▶ _RECORDS FOR THE EXERCISE_:
'''

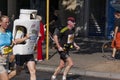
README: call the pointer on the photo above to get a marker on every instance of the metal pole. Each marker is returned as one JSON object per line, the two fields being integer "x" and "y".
{"x": 47, "y": 31}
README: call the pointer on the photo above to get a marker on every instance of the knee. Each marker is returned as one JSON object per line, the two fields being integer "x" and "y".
{"x": 71, "y": 64}
{"x": 61, "y": 65}
{"x": 32, "y": 71}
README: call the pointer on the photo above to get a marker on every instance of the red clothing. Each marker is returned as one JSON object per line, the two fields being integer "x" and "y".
{"x": 39, "y": 44}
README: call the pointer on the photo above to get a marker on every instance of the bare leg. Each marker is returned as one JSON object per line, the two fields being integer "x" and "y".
{"x": 32, "y": 69}
{"x": 59, "y": 68}
{"x": 4, "y": 76}
{"x": 68, "y": 67}
{"x": 114, "y": 51}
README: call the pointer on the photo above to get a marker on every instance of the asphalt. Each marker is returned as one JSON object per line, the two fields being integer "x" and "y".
{"x": 86, "y": 63}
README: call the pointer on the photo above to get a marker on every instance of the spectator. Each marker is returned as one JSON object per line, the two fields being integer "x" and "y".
{"x": 64, "y": 40}
{"x": 20, "y": 59}
{"x": 5, "y": 40}
{"x": 40, "y": 40}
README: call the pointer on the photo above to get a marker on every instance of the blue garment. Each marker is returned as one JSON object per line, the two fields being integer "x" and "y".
{"x": 5, "y": 38}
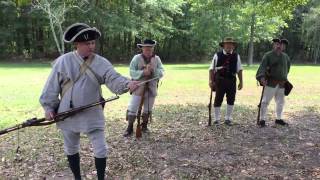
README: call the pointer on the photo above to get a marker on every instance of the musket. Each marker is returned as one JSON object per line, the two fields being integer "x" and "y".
{"x": 259, "y": 106}
{"x": 59, "y": 117}
{"x": 212, "y": 77}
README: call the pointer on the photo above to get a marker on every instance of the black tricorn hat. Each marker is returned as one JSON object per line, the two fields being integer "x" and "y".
{"x": 278, "y": 40}
{"x": 228, "y": 40}
{"x": 80, "y": 32}
{"x": 147, "y": 43}
{"x": 285, "y": 41}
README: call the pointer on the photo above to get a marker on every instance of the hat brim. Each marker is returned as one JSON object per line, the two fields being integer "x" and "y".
{"x": 93, "y": 30}
{"x": 145, "y": 45}
{"x": 232, "y": 42}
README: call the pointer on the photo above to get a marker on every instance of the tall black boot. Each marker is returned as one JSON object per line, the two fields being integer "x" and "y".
{"x": 145, "y": 119}
{"x": 129, "y": 131}
{"x": 101, "y": 164}
{"x": 74, "y": 164}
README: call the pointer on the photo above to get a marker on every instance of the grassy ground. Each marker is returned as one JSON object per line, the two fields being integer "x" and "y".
{"x": 180, "y": 146}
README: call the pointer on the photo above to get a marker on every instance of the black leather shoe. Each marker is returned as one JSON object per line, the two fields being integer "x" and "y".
{"x": 281, "y": 122}
{"x": 228, "y": 122}
{"x": 262, "y": 123}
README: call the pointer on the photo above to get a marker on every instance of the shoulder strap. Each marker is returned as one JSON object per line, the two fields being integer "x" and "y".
{"x": 84, "y": 68}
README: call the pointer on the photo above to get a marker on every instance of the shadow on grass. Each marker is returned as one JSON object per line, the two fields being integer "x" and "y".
{"x": 180, "y": 145}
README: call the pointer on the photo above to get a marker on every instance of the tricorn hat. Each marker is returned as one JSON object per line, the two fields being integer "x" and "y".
{"x": 80, "y": 32}
{"x": 285, "y": 41}
{"x": 228, "y": 40}
{"x": 147, "y": 43}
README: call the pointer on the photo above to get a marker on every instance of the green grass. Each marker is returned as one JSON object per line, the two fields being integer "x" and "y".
{"x": 21, "y": 85}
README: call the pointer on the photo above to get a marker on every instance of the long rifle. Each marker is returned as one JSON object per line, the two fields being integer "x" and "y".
{"x": 212, "y": 78}
{"x": 59, "y": 117}
{"x": 259, "y": 106}
{"x": 138, "y": 129}
{"x": 210, "y": 107}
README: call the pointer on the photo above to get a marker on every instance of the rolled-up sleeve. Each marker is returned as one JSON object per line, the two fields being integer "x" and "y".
{"x": 262, "y": 68}
{"x": 214, "y": 62}
{"x": 159, "y": 71}
{"x": 135, "y": 73}
{"x": 114, "y": 81}
{"x": 49, "y": 98}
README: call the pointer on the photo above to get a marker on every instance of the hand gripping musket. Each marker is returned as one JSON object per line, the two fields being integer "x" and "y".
{"x": 59, "y": 117}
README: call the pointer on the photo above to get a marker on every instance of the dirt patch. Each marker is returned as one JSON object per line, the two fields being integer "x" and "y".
{"x": 179, "y": 146}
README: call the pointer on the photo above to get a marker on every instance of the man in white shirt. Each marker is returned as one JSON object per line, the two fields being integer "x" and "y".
{"x": 226, "y": 64}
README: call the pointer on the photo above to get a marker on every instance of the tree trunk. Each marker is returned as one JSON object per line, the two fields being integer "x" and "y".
{"x": 252, "y": 28}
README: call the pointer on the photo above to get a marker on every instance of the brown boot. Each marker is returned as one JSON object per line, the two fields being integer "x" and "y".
{"x": 129, "y": 131}
{"x": 144, "y": 124}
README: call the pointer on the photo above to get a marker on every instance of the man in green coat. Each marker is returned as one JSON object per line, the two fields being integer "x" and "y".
{"x": 272, "y": 74}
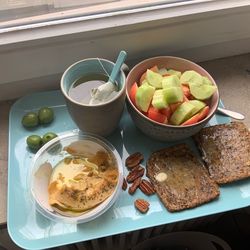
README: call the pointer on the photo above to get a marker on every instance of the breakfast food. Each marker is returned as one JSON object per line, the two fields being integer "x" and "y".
{"x": 136, "y": 172}
{"x": 134, "y": 186}
{"x": 146, "y": 187}
{"x": 44, "y": 115}
{"x": 226, "y": 151}
{"x": 172, "y": 97}
{"x": 35, "y": 142}
{"x": 133, "y": 160}
{"x": 179, "y": 178}
{"x": 142, "y": 205}
{"x": 81, "y": 181}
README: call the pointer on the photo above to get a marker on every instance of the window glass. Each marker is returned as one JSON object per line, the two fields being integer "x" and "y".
{"x": 16, "y": 12}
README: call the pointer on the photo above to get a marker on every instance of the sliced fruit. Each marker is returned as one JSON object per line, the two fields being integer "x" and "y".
{"x": 132, "y": 92}
{"x": 154, "y": 68}
{"x": 173, "y": 94}
{"x": 143, "y": 97}
{"x": 159, "y": 100}
{"x": 186, "y": 90}
{"x": 199, "y": 105}
{"x": 191, "y": 76}
{"x": 174, "y": 106}
{"x": 196, "y": 118}
{"x": 182, "y": 113}
{"x": 163, "y": 71}
{"x": 174, "y": 72}
{"x": 170, "y": 81}
{"x": 206, "y": 81}
{"x": 157, "y": 116}
{"x": 166, "y": 111}
{"x": 154, "y": 79}
{"x": 202, "y": 92}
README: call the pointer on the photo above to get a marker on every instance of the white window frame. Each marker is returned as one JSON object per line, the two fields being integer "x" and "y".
{"x": 31, "y": 51}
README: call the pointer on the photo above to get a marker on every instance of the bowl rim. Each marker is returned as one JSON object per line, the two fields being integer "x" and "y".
{"x": 169, "y": 125}
{"x": 98, "y": 210}
{"x": 120, "y": 92}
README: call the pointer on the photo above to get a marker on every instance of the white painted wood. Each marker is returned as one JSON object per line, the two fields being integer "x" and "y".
{"x": 36, "y": 65}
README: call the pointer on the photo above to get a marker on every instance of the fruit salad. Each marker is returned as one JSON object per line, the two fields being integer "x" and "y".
{"x": 172, "y": 97}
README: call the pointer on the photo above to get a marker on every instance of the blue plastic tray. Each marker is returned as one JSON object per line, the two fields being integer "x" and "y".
{"x": 30, "y": 230}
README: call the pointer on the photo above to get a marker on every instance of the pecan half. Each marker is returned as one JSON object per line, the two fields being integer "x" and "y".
{"x": 142, "y": 205}
{"x": 124, "y": 184}
{"x": 146, "y": 187}
{"x": 135, "y": 173}
{"x": 134, "y": 160}
{"x": 134, "y": 186}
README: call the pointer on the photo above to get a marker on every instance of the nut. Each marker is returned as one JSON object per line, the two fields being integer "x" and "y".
{"x": 146, "y": 187}
{"x": 134, "y": 160}
{"x": 135, "y": 173}
{"x": 142, "y": 205}
{"x": 124, "y": 184}
{"x": 134, "y": 186}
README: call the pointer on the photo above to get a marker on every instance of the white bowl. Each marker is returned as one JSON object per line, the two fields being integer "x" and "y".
{"x": 48, "y": 157}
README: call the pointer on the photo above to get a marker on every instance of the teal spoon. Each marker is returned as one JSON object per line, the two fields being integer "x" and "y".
{"x": 119, "y": 62}
{"x": 103, "y": 92}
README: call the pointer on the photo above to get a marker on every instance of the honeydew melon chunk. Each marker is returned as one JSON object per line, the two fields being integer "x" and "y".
{"x": 144, "y": 82}
{"x": 143, "y": 97}
{"x": 182, "y": 113}
{"x": 159, "y": 100}
{"x": 206, "y": 81}
{"x": 173, "y": 94}
{"x": 170, "y": 81}
{"x": 202, "y": 92}
{"x": 191, "y": 76}
{"x": 163, "y": 71}
{"x": 199, "y": 105}
{"x": 174, "y": 72}
{"x": 154, "y": 79}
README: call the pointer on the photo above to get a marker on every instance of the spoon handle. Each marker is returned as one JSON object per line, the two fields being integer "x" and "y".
{"x": 232, "y": 114}
{"x": 120, "y": 60}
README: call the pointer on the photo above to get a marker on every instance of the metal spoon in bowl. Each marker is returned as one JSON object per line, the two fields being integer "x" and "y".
{"x": 230, "y": 113}
{"x": 104, "y": 91}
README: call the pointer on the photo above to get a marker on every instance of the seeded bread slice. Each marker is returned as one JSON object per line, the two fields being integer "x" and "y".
{"x": 225, "y": 149}
{"x": 187, "y": 182}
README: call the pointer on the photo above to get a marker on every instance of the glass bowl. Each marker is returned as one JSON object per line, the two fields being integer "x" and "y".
{"x": 54, "y": 152}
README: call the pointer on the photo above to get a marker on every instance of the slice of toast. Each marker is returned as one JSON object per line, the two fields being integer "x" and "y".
{"x": 180, "y": 179}
{"x": 225, "y": 149}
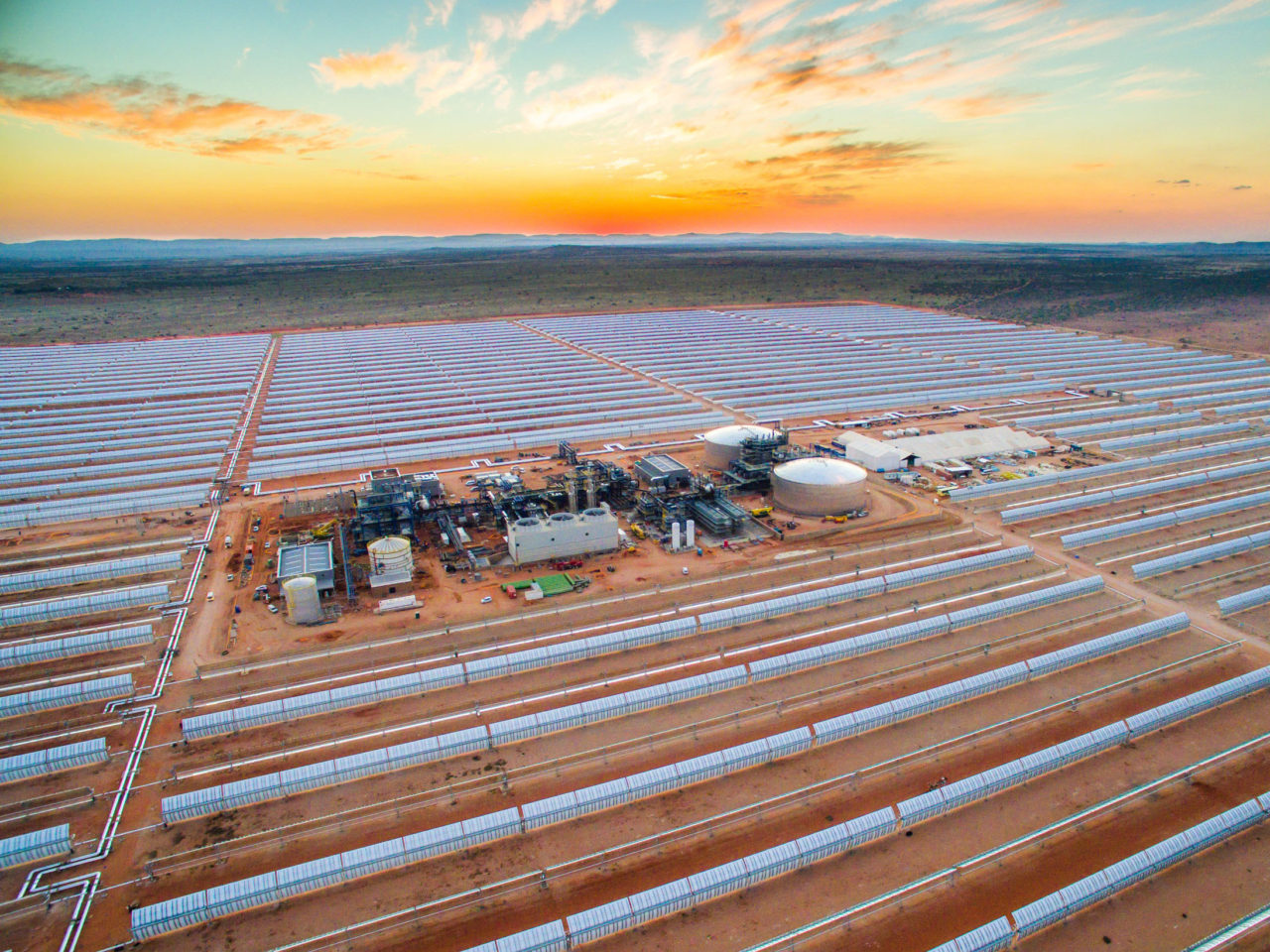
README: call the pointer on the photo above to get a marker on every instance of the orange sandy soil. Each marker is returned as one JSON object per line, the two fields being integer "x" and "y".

'''

▶ _TASK DIRECTIONS_: The lines to repeat start at the one holding "of the teal" and run through the last line of the records above; write them out exactly, both ends included, but not the pictures.

▶ _EXERCISE RESPONSE_:
README: call the pointer on the photo above to get a marker on every instance of the teal spoon. Each marker is returned as one JSON object per line, the two fields being integer "x" and "y".
{"x": 119, "y": 62}
{"x": 103, "y": 92}
README: call the pointer on the photo above to get a marker on every instance of the honeydew melon chunk. Each marker is returned as one JSON object per line, the two fields being integer "x" and "y".
{"x": 144, "y": 82}
{"x": 143, "y": 97}
{"x": 182, "y": 113}
{"x": 159, "y": 100}
{"x": 206, "y": 81}
{"x": 173, "y": 94}
{"x": 170, "y": 81}
{"x": 202, "y": 92}
{"x": 191, "y": 76}
{"x": 163, "y": 71}
{"x": 199, "y": 105}
{"x": 174, "y": 72}
{"x": 154, "y": 79}
README: call the pointer on the photo above to get a marker on every instance of the spoon handle. Each marker is returned as one JSON object per line, the two fields being integer "x" and "y".
{"x": 232, "y": 114}
{"x": 120, "y": 60}
README: call the pointer on the photo above to get a marker on every instance of the metal spoon in bowl. Each marker is returned as one JSON object per line, the two fields being integer "x" and "y".
{"x": 230, "y": 113}
{"x": 104, "y": 91}
README: call the pointer on the photo above to get a marker on every instance of the seeded bread slice. Each marker is returned as one JSON object per line, the two fields being integer "x" and "y".
{"x": 225, "y": 149}
{"x": 187, "y": 182}
README: call the pointer on the photo above to get a marker on every instance of the glass bowl. Each marker is returned as one JSON object per line, the two fields being integer "x" and "y".
{"x": 54, "y": 152}
README: call the pointer on the photo above to get a marker on every instance of the slice of toast. Each marker is returned as one JSON object per line, the two fields being integer "x" and "y".
{"x": 180, "y": 179}
{"x": 225, "y": 149}
README: call the pointer on the photo above to get a marker on every instance of the orange sandy soil. Each marker is returned as one JSON object per line, the two fields being integer "x" and "y".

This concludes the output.